_Records provided_.
━━━━━━━━━━

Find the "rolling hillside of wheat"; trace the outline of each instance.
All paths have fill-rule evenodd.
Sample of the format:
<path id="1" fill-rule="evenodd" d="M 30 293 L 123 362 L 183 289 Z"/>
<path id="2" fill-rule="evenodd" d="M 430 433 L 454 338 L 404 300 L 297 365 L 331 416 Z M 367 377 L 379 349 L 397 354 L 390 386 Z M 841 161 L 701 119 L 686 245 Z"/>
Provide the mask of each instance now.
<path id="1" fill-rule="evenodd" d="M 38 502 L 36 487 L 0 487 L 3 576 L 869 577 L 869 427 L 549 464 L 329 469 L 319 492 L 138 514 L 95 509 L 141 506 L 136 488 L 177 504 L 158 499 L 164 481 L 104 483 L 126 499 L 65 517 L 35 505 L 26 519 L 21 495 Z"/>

━━━━━━━━━━

_Aim of the exercise_.
Revise the records above so that "rolling hillside of wheat" reads "terraced slope of barley", and leave every other line and character unchanged.

_Output of the exercise_.
Find the "terraced slope of barley"; trace the outline of each instance.
All paths have fill-rule evenodd.
Sample of the format:
<path id="1" fill-rule="evenodd" d="M 30 293 L 123 362 L 183 289 Z"/>
<path id="2" fill-rule="evenodd" d="M 430 433 L 454 338 L 404 300 L 297 365 L 331 416 Z M 367 377 L 379 349 L 397 354 L 390 386 Z M 841 161 L 701 119 L 686 245 Z"/>
Provide the mask of each instance now.
<path id="1" fill-rule="evenodd" d="M 38 502 L 36 487 L 0 487 L 3 576 L 869 577 L 869 427 L 549 464 L 329 469 L 319 492 L 138 514 L 95 509 L 141 506 L 136 488 L 177 504 L 158 499 L 164 481 L 104 483 L 126 499 L 65 517 L 35 505 L 26 519 L 21 495 Z"/>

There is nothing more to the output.